# TEXT BLOCK

- - -

= Superalgebra =

Algebraic structure used in theoretical physics

In mathematics and theoretical physics, a superalgebra is a $\mathbb{Z}_2$-graded algebra. That is, it is an algebra over a commutative ring or field with a decomposition into "even" and "odd" pieces and a multiplication operator that respects the grading.

The prefix super- comes from the theory of supersymmetry in theoretical physics. Superalgebras and their representations, supermodules, provide an algebraic framework for formulating supersymmetry. The study of such objects is sometimes called super linear algebra. Superalgebras also play an important role in related field of supergeometry where they enter into the definitions of graded manifolds, supermanifolds and superschemes.

==Formal definition==

Let $K$ be a commutative ring. In most applications, $K$ is a field of characteristic 0, such as $\mathbb{R}$ or $\mathbb{C}$.

- - -

# MATERIAL
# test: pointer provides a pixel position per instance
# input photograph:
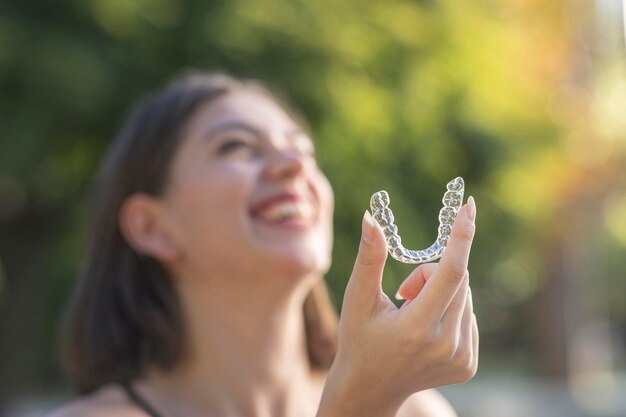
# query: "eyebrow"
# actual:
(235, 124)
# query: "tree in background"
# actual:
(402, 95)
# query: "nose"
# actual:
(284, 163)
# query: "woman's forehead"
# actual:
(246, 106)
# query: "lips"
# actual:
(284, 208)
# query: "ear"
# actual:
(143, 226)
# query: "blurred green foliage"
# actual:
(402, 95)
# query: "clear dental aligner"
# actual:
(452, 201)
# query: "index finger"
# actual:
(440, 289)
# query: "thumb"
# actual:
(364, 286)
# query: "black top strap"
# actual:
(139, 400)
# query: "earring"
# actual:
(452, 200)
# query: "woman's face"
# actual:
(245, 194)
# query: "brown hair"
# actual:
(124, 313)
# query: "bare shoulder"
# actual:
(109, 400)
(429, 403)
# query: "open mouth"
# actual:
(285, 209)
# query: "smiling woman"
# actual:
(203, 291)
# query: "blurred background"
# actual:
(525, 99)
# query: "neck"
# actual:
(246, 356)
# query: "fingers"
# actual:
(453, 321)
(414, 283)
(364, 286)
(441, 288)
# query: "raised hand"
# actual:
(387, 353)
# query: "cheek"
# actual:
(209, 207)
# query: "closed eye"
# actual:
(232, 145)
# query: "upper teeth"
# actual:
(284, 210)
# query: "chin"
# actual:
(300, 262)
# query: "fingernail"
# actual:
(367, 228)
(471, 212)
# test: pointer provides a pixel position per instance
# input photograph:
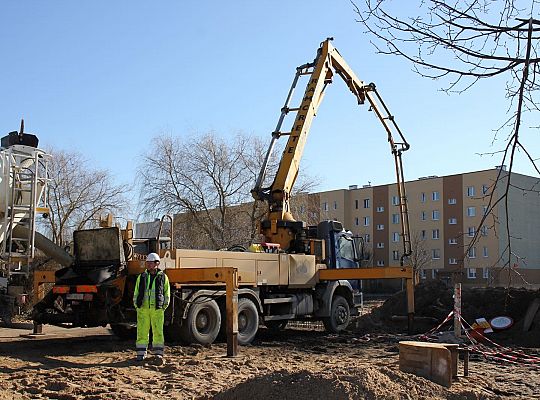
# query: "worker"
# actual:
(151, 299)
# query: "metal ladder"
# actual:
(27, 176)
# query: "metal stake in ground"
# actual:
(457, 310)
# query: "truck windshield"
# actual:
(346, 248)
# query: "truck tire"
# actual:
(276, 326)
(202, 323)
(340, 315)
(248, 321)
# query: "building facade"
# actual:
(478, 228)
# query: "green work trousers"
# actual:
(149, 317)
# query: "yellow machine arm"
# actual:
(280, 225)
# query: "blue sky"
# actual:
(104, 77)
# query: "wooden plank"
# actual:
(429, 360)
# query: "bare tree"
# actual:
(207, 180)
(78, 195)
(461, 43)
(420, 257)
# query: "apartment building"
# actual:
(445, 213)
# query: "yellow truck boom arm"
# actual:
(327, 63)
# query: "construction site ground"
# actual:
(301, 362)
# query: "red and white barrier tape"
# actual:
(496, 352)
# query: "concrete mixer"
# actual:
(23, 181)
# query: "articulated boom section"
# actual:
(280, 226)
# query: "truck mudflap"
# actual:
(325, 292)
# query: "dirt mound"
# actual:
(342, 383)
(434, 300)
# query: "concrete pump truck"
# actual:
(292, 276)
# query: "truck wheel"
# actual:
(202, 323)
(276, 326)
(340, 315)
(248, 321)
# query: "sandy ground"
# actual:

- - -

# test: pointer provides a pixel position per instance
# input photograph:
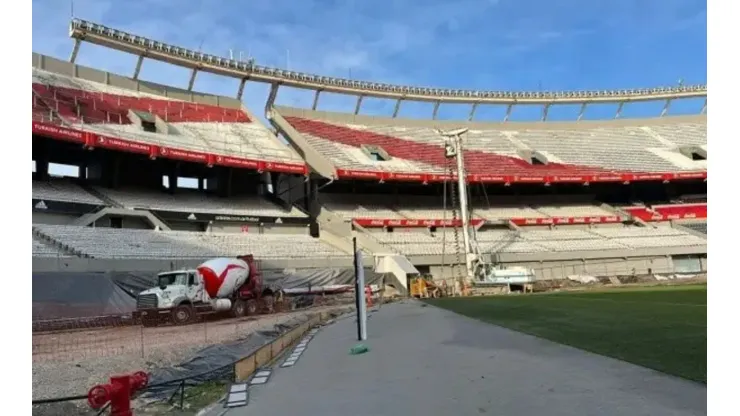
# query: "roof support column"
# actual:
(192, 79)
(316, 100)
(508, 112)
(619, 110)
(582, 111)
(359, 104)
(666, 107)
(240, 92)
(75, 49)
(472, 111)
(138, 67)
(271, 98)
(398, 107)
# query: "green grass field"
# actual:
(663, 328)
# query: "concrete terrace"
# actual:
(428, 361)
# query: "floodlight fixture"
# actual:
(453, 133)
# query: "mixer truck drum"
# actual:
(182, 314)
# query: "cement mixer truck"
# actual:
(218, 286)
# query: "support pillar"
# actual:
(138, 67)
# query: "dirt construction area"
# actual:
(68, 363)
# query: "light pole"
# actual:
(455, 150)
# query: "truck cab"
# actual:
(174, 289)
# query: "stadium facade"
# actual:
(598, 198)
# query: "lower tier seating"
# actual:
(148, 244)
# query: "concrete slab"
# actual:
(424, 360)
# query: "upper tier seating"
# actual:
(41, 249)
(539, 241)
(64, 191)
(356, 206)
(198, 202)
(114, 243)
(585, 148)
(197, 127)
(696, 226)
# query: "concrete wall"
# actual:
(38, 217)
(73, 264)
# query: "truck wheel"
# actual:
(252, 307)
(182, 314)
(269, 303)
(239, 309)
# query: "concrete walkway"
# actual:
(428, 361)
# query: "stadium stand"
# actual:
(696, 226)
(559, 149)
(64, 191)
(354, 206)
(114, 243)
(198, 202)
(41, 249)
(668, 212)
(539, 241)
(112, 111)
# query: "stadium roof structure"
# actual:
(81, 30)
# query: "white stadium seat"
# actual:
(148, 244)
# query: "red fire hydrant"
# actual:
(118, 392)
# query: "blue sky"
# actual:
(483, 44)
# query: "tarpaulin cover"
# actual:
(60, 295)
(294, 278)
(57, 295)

- - -

# GOAL 1
According to the superalgebra article, where does the prefix super- come from?
# GOAL 2
Continue the superalgebra article from its last sentence, carrying on the formal definition.

# TASK RESULT 1
It comes from the theory of supersymmetry in theoretical physics.

# TASK RESULT 2
A superalgebra over $K$ is a $K$-module $A$ with a direct sum decomposition
$A = A_0\oplus A_1$
together with a bilinear multiplication $A\times A\to A$ such that
$A_iA_j \sube A_{i+j}$
where the subscripts are read modulo 2, i.e. they are thought of as elements of $\mathbb{Z}_2$.

A superring, or $\mathbb{Z}_2$-graded ring, is a superalgebra over the ring of integers $\mathbb{Z}$.

The elements of each of the $A_i$ are said to be homogeneous. The parity of a homogeneous element $x$, denoted by $|x|$, is 0 or 1 according to whether it is in $A_0$ or $A_1$. Elements of parity 0 are said to be even and those of parity 1 to be odd. If $x$ and $y$ are both homogeneous, then so is the product $xy$ and $|xy| = |x| + |y|$.

An associative superalgebra is one whose multiplication is associative and a unital superalgebra is one with a multiplicative identity element. The identity element in a unital superalgebra is necessarily even. Unless otherwise specified, all superalgebras in this article are assumed to be associative and unital.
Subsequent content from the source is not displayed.